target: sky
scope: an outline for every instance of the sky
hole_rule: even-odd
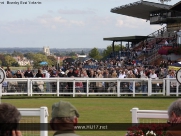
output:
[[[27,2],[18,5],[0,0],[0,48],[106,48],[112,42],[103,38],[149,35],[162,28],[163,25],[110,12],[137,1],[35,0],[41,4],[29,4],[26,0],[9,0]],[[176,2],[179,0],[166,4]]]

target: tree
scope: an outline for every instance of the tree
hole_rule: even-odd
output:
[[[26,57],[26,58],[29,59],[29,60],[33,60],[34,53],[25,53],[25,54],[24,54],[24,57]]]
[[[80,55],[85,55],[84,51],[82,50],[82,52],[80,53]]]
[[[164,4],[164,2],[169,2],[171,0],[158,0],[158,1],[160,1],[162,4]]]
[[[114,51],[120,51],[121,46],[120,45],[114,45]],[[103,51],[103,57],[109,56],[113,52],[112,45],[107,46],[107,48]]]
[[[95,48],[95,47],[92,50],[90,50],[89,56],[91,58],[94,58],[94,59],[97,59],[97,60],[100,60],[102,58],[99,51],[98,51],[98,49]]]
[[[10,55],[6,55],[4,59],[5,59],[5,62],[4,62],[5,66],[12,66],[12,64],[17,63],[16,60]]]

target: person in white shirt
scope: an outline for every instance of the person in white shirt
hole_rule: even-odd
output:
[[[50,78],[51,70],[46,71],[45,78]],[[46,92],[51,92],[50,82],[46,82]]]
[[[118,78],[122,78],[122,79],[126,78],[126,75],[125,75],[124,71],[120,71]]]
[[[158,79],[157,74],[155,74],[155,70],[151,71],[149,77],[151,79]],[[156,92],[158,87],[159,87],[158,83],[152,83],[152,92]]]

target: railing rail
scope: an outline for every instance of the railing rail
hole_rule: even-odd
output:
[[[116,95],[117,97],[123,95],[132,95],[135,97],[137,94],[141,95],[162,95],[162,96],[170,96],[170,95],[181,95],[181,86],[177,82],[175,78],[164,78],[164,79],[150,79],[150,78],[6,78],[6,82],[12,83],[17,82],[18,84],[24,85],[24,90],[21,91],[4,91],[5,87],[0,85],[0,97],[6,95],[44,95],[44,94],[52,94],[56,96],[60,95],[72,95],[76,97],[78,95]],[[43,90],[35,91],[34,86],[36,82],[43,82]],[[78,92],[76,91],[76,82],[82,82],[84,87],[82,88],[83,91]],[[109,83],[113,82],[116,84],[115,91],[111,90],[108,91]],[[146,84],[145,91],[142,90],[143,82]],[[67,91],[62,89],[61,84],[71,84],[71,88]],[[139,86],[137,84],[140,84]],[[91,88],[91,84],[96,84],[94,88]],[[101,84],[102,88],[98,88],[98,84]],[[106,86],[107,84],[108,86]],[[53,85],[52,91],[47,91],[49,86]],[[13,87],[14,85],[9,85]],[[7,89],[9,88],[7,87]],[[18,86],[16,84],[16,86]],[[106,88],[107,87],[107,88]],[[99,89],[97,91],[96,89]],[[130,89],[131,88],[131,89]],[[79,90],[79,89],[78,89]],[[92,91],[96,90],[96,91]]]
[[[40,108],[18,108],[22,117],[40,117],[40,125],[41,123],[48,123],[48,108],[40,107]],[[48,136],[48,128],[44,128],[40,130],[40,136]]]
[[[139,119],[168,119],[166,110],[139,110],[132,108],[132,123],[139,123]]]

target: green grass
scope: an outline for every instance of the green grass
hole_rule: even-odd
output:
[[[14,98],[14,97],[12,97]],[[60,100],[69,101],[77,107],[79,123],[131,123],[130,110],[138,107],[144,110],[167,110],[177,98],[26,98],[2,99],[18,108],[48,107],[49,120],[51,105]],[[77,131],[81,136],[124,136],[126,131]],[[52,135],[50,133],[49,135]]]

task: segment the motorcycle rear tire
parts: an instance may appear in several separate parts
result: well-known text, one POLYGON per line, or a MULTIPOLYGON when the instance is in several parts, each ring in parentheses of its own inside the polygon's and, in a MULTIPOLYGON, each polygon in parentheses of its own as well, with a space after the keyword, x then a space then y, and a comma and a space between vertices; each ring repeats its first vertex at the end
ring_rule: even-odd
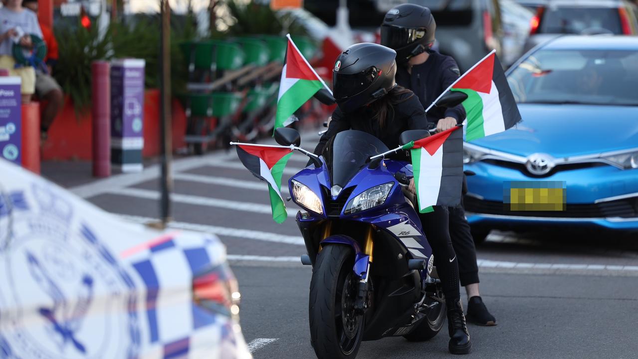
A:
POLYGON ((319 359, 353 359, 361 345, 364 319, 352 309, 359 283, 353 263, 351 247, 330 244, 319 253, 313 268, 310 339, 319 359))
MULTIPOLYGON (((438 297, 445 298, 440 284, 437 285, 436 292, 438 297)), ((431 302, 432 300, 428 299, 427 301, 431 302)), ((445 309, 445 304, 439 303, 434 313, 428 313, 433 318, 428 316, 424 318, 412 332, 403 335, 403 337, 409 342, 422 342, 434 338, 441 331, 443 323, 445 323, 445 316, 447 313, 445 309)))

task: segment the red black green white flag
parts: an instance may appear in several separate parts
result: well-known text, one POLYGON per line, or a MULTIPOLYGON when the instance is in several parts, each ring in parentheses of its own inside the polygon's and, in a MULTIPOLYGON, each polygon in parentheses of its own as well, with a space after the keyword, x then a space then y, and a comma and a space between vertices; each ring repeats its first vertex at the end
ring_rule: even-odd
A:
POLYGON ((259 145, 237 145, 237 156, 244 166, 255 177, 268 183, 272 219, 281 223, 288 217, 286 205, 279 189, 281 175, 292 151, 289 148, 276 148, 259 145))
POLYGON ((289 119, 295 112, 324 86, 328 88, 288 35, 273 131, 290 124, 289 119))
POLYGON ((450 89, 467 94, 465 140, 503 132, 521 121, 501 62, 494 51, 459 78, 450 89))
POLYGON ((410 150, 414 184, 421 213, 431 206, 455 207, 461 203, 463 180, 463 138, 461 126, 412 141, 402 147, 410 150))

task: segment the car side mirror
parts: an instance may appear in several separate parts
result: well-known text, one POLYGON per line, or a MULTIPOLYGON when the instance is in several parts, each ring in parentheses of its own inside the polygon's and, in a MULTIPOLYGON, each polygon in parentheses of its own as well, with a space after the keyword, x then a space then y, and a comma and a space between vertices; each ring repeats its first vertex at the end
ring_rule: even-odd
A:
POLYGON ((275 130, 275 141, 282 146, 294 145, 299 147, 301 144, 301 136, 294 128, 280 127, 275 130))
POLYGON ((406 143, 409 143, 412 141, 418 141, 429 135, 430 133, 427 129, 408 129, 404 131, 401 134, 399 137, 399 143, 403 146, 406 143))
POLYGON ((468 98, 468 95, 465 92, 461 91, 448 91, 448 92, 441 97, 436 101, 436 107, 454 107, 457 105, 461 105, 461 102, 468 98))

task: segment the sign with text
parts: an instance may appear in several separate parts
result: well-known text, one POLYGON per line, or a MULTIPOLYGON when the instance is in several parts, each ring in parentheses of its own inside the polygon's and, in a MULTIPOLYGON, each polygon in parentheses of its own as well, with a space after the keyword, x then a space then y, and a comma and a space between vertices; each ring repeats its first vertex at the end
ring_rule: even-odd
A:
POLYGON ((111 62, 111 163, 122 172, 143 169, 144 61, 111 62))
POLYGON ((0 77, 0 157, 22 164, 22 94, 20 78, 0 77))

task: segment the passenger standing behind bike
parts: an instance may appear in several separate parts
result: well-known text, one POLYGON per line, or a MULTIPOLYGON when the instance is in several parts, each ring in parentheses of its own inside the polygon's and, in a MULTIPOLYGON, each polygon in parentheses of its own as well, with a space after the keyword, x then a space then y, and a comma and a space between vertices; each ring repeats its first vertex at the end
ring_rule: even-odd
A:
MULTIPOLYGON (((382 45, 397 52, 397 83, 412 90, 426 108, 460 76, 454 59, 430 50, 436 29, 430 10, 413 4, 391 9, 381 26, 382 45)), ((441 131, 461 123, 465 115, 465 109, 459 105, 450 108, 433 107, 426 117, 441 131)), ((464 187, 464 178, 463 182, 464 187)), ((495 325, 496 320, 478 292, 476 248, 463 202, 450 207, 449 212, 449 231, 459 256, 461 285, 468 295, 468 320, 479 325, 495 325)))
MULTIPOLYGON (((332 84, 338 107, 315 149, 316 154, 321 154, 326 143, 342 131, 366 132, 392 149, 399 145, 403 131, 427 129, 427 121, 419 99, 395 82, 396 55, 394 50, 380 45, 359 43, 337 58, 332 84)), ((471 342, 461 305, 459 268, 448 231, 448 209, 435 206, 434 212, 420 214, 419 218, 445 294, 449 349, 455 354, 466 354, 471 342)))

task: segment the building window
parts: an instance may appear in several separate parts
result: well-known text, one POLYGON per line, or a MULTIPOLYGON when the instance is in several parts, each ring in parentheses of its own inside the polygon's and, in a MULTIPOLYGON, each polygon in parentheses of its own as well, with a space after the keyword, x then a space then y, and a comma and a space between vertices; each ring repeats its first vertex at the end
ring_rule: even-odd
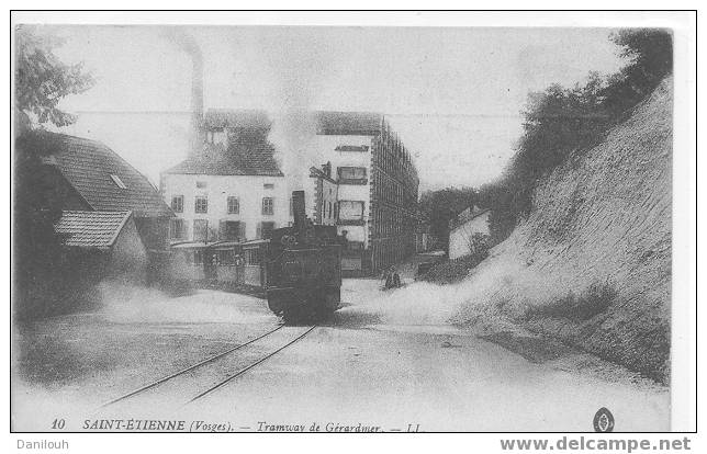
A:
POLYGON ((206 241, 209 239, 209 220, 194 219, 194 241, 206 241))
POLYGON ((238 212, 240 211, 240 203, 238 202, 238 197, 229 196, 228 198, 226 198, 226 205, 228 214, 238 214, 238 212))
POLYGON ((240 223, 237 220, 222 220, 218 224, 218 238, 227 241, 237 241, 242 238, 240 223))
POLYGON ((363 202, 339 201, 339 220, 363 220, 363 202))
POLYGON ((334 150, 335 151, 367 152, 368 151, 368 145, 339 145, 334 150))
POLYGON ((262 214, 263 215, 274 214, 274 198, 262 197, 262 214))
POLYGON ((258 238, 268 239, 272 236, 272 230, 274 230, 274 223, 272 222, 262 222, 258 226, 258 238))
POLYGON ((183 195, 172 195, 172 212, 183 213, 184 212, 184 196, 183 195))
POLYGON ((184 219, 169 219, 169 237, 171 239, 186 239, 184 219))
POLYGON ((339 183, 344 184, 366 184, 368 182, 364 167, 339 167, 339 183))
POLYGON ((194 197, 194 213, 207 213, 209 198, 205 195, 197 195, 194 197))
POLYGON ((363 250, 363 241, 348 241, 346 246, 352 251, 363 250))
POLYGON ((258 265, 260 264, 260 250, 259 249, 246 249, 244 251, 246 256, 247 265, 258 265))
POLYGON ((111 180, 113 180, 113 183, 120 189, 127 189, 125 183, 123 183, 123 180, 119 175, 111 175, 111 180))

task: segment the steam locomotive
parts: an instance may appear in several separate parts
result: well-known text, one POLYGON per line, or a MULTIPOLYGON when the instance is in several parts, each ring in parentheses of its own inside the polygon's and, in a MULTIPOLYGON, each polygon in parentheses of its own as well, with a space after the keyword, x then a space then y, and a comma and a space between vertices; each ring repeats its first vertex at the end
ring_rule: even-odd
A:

************

§ **What this task involves**
Format the lines of the records from the line with "task: segment the car side mirror" to the line with "POLYGON ((468 98, 468", both included, as a Markdown table with the columns Row and Line. Number the rows and leave out blank lines.

§ **Result**
| Row | Line |
|---|---|
| 1 | task: segment the car side mirror |
| 2 | parts: an instance may appear in several separate parts |
| 3 | result: well-known text, one POLYGON per line, or a MULTIPOLYGON when the instance is in several parts, each ring in parentheses of its own inside the polygon's and, in a MULTIPOLYGON, each polygon in parentheses of its own as well, with a space after the keyword, x then a space then y, and a comma and a space between vertices; each ring repeats its first vertex at the end |
| 4 | ring_rule: even-odd |
| 5 | A: |
| 6 | POLYGON ((275 130, 275 141, 282 146, 294 145, 299 147, 301 144, 301 136, 294 128, 280 127, 275 130)) |
| 7 | POLYGON ((406 143, 409 143, 412 141, 418 141, 429 135, 430 133, 427 129, 408 129, 404 131, 401 134, 399 137, 399 143, 403 146, 406 143)) |
| 8 | POLYGON ((468 98, 468 95, 465 92, 461 91, 448 91, 448 92, 441 97, 436 101, 436 107, 454 107, 457 105, 461 105, 461 102, 468 98)) |